• [RECORDS SHOWN]:

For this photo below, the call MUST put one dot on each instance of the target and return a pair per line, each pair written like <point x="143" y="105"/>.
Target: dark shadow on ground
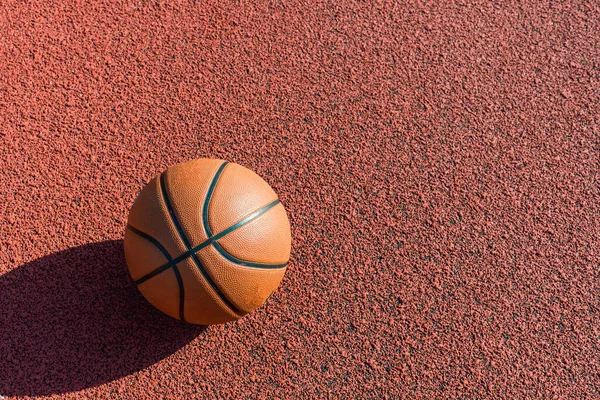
<point x="74" y="319"/>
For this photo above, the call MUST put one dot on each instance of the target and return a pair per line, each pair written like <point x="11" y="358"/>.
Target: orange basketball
<point x="207" y="241"/>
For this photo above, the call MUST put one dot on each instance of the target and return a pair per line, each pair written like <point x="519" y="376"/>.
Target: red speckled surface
<point x="439" y="162"/>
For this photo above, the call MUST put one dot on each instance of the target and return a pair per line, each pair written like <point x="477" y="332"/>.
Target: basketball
<point x="207" y="241"/>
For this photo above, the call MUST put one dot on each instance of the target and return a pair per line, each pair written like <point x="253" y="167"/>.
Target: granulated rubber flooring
<point x="439" y="162"/>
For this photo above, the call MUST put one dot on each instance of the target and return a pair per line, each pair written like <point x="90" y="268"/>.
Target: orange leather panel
<point x="202" y="305"/>
<point x="141" y="255"/>
<point x="163" y="292"/>
<point x="238" y="193"/>
<point x="248" y="288"/>
<point x="187" y="185"/>
<point x="267" y="239"/>
<point x="149" y="215"/>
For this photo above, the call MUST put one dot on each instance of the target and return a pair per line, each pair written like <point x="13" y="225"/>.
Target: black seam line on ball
<point x="165" y="196"/>
<point x="151" y="240"/>
<point x="181" y="293"/>
<point x="252" y="216"/>
<point x="211" y="241"/>
<point x="199" y="265"/>
<point x="211" y="189"/>
<point x="243" y="222"/>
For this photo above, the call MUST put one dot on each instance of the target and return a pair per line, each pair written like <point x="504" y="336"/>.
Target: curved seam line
<point x="243" y="222"/>
<point x="202" y="245"/>
<point x="240" y="262"/>
<point x="151" y="240"/>
<point x="169" y="259"/>
<point x="239" y="224"/>
<point x="199" y="265"/>
<point x="210" y="241"/>
<point x="181" y="292"/>
<point x="209" y="193"/>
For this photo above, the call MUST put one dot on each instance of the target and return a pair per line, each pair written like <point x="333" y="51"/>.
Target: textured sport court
<point x="438" y="161"/>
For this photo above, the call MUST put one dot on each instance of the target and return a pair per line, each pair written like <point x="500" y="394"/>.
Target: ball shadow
<point x="74" y="320"/>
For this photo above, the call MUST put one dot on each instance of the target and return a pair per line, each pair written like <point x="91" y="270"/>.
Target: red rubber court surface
<point x="439" y="162"/>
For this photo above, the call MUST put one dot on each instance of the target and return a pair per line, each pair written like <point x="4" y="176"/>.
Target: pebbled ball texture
<point x="207" y="241"/>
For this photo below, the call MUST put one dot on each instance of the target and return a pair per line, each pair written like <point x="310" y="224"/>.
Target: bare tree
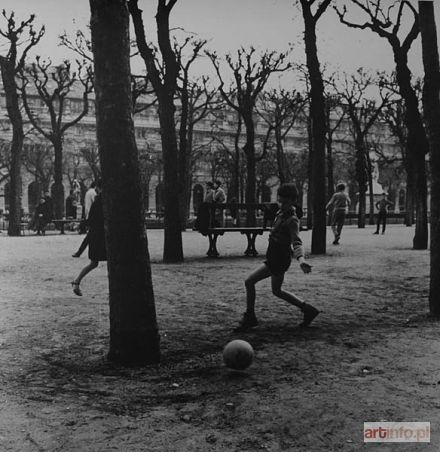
<point x="134" y="337"/>
<point x="11" y="64"/>
<point x="363" y="113"/>
<point x="394" y="116"/>
<point x="164" y="81"/>
<point x="54" y="86"/>
<point x="317" y="123"/>
<point x="380" y="20"/>
<point x="38" y="161"/>
<point x="431" y="105"/>
<point x="280" y="110"/>
<point x="197" y="102"/>
<point x="250" y="78"/>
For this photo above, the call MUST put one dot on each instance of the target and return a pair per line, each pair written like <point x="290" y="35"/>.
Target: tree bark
<point x="431" y="104"/>
<point x="317" y="112"/>
<point x="58" y="187"/>
<point x="417" y="148"/>
<point x="134" y="338"/>
<point x="164" y="86"/>
<point x="14" y="114"/>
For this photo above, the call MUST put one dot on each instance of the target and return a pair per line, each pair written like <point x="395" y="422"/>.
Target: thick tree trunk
<point x="251" y="184"/>
<point x="330" y="175"/>
<point x="417" y="145"/>
<point x="173" y="247"/>
<point x="370" y="190"/>
<point x="309" y="174"/>
<point x="431" y="105"/>
<point x="317" y="112"/>
<point x="134" y="338"/>
<point x="361" y="177"/>
<point x="58" y="188"/>
<point x="14" y="114"/>
<point x="183" y="156"/>
<point x="409" y="200"/>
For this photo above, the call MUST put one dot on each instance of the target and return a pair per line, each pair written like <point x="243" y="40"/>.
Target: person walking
<point x="283" y="237"/>
<point x="40" y="217"/>
<point x="96" y="240"/>
<point x="382" y="207"/>
<point x="71" y="205"/>
<point x="88" y="201"/>
<point x="219" y="198"/>
<point x="340" y="202"/>
<point x="210" y="191"/>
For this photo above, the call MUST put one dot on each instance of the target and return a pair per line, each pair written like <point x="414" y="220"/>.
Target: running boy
<point x="283" y="237"/>
<point x="340" y="202"/>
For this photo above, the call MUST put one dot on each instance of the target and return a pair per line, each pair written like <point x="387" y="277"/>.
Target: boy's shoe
<point x="248" y="321"/>
<point x="310" y="313"/>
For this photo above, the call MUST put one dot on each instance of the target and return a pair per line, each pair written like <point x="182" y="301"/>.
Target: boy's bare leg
<point x="277" y="282"/>
<point x="262" y="272"/>
<point x="309" y="311"/>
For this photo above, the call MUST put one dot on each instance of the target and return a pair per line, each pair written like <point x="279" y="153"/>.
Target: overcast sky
<point x="228" y="24"/>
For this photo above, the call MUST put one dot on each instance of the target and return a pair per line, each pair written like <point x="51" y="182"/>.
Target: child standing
<point x="283" y="237"/>
<point x="382" y="207"/>
<point x="340" y="202"/>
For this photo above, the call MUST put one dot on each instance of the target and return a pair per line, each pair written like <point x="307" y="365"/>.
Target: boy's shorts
<point x="278" y="259"/>
<point x="338" y="217"/>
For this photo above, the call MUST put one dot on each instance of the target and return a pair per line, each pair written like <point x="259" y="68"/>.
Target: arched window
<point x="402" y="200"/>
<point x="33" y="195"/>
<point x="7" y="191"/>
<point x="160" y="198"/>
<point x="266" y="194"/>
<point x="197" y="197"/>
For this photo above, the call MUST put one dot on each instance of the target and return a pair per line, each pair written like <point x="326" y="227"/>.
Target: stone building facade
<point x="80" y="152"/>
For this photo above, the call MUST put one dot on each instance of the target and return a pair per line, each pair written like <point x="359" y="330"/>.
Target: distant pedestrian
<point x="96" y="239"/>
<point x="210" y="192"/>
<point x="219" y="198"/>
<point x="382" y="207"/>
<point x="283" y="237"/>
<point x="40" y="217"/>
<point x="88" y="201"/>
<point x="269" y="214"/>
<point x="71" y="204"/>
<point x="48" y="207"/>
<point x="340" y="202"/>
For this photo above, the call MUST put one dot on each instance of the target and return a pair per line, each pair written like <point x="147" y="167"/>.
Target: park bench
<point x="251" y="216"/>
<point x="61" y="224"/>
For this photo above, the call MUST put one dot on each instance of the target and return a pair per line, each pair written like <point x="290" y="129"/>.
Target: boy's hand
<point x="305" y="267"/>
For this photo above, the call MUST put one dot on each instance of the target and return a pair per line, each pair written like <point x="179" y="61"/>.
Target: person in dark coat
<point x="40" y="217"/>
<point x="96" y="239"/>
<point x="71" y="205"/>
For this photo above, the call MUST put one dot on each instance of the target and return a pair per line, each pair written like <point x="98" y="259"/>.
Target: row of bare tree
<point x="134" y="333"/>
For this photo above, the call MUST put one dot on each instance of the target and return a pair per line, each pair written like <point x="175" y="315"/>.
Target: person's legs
<point x="262" y="272"/>
<point x="384" y="222"/>
<point x="87" y="269"/>
<point x="277" y="282"/>
<point x="378" y="223"/>
<point x="249" y="319"/>
<point x="340" y="220"/>
<point x="333" y="223"/>
<point x="82" y="247"/>
<point x="309" y="311"/>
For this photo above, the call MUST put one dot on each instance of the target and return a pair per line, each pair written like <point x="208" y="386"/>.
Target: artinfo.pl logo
<point x="397" y="432"/>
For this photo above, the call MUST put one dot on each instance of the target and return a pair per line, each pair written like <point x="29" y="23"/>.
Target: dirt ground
<point x="372" y="354"/>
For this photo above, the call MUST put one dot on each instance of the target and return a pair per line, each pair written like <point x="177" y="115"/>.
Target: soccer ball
<point x="238" y="354"/>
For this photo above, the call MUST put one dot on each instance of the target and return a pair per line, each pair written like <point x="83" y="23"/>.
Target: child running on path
<point x="283" y="237"/>
<point x="340" y="202"/>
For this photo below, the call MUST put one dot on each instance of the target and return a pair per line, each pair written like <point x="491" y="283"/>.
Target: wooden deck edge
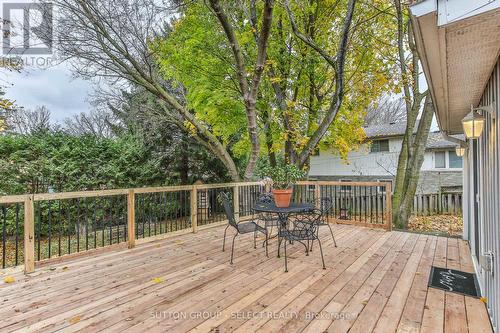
<point x="360" y="224"/>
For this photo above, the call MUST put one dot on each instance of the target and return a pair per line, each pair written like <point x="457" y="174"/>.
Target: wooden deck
<point x="375" y="281"/>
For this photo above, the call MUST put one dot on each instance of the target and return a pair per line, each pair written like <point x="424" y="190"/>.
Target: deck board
<point x="374" y="281"/>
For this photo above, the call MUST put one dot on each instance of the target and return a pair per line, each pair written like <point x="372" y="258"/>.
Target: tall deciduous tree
<point x="110" y="39"/>
<point x="412" y="152"/>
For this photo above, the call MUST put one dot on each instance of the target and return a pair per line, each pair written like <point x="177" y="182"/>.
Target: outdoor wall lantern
<point x="460" y="151"/>
<point x="473" y="123"/>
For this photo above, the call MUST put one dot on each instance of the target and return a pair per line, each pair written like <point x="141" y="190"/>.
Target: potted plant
<point x="283" y="177"/>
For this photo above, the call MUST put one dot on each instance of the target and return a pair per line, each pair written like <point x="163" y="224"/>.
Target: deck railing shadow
<point x="41" y="228"/>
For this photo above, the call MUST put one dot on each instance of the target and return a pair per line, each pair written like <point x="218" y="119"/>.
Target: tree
<point x="413" y="147"/>
<point x="28" y="122"/>
<point x="7" y="106"/>
<point x="298" y="85"/>
<point x="110" y="39"/>
<point x="97" y="122"/>
<point x="248" y="90"/>
<point x="387" y="109"/>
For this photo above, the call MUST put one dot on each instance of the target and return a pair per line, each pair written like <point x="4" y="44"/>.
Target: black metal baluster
<point x="17" y="232"/>
<point x="50" y="226"/>
<point x="366" y="206"/>
<point x="4" y="236"/>
<point x="69" y="224"/>
<point x="78" y="225"/>
<point x="116" y="217"/>
<point x="110" y="219"/>
<point x="86" y="201"/>
<point x="143" y="213"/>
<point x="96" y="217"/>
<point x="39" y="228"/>
<point x="371" y="204"/>
<point x="59" y="228"/>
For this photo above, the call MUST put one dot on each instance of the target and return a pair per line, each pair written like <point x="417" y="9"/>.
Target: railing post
<point x="236" y="203"/>
<point x="317" y="195"/>
<point x="29" y="235"/>
<point x="194" y="208"/>
<point x="388" y="205"/>
<point x="131" y="218"/>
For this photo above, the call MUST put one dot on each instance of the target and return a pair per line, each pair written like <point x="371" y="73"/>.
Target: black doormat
<point x="455" y="281"/>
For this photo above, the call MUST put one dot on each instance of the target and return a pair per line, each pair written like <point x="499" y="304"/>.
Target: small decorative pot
<point x="282" y="198"/>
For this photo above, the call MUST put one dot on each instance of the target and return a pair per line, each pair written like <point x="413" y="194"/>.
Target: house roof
<point x="385" y="130"/>
<point x="458" y="43"/>
<point x="434" y="141"/>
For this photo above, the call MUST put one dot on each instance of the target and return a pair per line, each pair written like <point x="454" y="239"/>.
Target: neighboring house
<point x="377" y="160"/>
<point x="459" y="45"/>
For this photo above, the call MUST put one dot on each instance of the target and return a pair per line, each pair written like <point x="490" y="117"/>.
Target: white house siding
<point x="488" y="207"/>
<point x="362" y="165"/>
<point x="359" y="163"/>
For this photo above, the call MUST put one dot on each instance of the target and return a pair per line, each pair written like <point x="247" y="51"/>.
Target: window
<point x="440" y="159"/>
<point x="345" y="187"/>
<point x="379" y="146"/>
<point x="456" y="162"/>
<point x="381" y="189"/>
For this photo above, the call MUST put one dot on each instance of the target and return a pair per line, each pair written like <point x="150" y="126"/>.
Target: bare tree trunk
<point x="402" y="211"/>
<point x="337" y="62"/>
<point x="413" y="147"/>
<point x="249" y="91"/>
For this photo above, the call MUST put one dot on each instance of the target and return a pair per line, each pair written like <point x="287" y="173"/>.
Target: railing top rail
<point x="327" y="182"/>
<point x="9" y="199"/>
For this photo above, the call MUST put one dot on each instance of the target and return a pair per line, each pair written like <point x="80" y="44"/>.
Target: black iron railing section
<point x="359" y="203"/>
<point x="65" y="226"/>
<point x="59" y="224"/>
<point x="12" y="231"/>
<point x="209" y="206"/>
<point x="248" y="195"/>
<point x="161" y="212"/>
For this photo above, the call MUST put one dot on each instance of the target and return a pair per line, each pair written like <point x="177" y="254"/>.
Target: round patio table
<point x="283" y="212"/>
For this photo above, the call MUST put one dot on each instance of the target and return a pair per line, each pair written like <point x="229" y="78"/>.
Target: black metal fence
<point x="67" y="223"/>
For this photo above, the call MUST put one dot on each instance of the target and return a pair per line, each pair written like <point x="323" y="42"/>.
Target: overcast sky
<point x="53" y="87"/>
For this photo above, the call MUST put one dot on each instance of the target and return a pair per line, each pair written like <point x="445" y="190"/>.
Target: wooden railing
<point x="44" y="227"/>
<point x="437" y="204"/>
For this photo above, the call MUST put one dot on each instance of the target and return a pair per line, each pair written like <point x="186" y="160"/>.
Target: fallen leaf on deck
<point x="157" y="280"/>
<point x="9" y="279"/>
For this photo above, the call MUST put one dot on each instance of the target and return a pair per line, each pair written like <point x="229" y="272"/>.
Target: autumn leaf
<point x="9" y="279"/>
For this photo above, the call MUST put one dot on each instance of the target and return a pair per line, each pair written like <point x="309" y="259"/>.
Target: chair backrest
<point x="326" y="206"/>
<point x="228" y="209"/>
<point x="265" y="198"/>
<point x="304" y="225"/>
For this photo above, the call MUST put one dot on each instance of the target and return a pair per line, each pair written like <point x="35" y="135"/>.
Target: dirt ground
<point x="449" y="224"/>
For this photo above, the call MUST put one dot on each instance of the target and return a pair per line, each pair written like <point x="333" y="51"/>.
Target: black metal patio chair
<point x="270" y="220"/>
<point x="326" y="207"/>
<point x="303" y="228"/>
<point x="241" y="228"/>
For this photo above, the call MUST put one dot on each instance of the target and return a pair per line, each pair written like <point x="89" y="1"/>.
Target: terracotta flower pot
<point x="282" y="198"/>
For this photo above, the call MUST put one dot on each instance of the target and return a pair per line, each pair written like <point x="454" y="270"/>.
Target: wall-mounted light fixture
<point x="473" y="123"/>
<point x="460" y="151"/>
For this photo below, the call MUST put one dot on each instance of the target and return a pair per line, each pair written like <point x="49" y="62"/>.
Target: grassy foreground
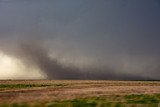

• [TASK REQUIREMENTS]:
Find every line in the entries above that contains the word "person", and copy each of those lines.

• [EXERCISE ANSWER]:
Target: person walking
Target: person in dark coat
Target: person's legs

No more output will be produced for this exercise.